_WHAT TO PRODUCE_: Output the entries below exactly, from the first line to the line holding "positive clicks: (179, 108) (286, 7) (70, 89)", both included.

_RECORDS SUPPLIED_:
========================================================================
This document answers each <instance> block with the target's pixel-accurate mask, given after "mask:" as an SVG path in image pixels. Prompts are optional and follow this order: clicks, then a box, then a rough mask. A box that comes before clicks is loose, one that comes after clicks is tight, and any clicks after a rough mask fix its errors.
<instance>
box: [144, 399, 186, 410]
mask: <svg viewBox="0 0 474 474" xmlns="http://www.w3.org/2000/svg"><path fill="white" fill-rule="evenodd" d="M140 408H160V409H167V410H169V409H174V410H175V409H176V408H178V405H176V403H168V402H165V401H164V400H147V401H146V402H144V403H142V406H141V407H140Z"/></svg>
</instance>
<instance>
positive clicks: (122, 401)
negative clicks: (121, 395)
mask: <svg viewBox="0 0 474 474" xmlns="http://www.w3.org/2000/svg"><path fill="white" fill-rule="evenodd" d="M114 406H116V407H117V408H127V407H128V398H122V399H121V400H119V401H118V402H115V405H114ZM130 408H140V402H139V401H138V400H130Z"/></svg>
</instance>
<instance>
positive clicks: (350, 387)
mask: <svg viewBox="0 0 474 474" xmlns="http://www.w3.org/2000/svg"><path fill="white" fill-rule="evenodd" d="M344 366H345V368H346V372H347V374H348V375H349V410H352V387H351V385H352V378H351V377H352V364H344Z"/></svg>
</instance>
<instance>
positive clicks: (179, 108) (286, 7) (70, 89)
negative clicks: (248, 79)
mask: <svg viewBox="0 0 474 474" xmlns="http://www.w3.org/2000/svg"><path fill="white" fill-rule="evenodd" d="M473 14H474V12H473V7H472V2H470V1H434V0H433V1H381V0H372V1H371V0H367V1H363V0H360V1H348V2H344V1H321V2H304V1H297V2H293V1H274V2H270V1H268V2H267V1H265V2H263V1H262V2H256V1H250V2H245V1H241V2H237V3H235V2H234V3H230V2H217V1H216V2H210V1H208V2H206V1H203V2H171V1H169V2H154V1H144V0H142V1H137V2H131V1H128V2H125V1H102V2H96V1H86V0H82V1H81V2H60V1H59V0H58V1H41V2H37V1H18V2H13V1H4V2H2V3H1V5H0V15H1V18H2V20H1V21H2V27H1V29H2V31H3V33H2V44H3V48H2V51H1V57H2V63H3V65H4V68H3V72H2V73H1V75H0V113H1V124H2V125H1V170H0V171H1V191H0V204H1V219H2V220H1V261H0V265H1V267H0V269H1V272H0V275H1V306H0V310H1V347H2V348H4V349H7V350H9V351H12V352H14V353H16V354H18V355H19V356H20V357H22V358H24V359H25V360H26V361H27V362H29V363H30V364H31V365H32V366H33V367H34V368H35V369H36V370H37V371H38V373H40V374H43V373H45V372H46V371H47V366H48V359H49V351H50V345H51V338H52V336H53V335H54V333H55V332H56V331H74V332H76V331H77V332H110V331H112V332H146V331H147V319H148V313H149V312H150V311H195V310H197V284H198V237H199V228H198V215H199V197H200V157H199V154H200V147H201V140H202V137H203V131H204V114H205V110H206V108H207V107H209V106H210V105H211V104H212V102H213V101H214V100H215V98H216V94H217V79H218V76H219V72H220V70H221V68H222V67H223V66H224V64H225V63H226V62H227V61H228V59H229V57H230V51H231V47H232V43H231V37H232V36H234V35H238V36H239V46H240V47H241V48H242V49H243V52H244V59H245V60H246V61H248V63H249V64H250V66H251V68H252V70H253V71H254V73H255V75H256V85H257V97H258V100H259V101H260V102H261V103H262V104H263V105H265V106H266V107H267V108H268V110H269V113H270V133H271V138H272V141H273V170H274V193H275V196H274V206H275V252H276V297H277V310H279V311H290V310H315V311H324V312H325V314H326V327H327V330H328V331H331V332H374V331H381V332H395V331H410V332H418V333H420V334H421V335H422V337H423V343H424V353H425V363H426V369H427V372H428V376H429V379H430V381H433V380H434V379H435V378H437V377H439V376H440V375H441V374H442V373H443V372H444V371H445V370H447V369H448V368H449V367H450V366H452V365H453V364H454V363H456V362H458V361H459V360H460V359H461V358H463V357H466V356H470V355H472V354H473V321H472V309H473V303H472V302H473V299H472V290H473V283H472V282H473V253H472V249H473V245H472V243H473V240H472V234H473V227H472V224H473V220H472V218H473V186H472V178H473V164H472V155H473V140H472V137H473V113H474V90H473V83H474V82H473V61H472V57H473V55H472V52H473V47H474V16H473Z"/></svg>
========================================================================
_EXERCISE SOLUTION_:
This document answers each <instance> block with the target's pixel-accurate mask, given after "mask:" as an SVG path in image pixels. Prompts are optional and follow this order: clicks, then a box, then a rough mask. A box that comes before clicks is loose, one that comes after clicks is tight, and any clicks after a rough mask fix its errors.
<instance>
box: [144, 399, 186, 410]
mask: <svg viewBox="0 0 474 474" xmlns="http://www.w3.org/2000/svg"><path fill="white" fill-rule="evenodd" d="M140 408H160V409H167V410H169V409H174V410H175V409H176V408H178V405H176V403H168V402H165V401H164V400H147V401H146V402H144V403H142V406H141V407H140Z"/></svg>
</instance>
<instance>
positive clicks: (122, 401)
negative clicks: (121, 395)
mask: <svg viewBox="0 0 474 474" xmlns="http://www.w3.org/2000/svg"><path fill="white" fill-rule="evenodd" d="M114 406H116V407H117V408H127V407H128V398H122V399H121V400H119V401H118V402H115V405H114ZM130 408H140V402H139V401H138V400H130Z"/></svg>
</instance>
<instance>
positive clicks: (350, 387)
mask: <svg viewBox="0 0 474 474" xmlns="http://www.w3.org/2000/svg"><path fill="white" fill-rule="evenodd" d="M344 366H345V368H346V372H347V374H348V375H349V410H352V387H351V385H352V378H351V377H352V364H344Z"/></svg>
</instance>
<instance>
positive clicks: (179, 108) (286, 7) (70, 89)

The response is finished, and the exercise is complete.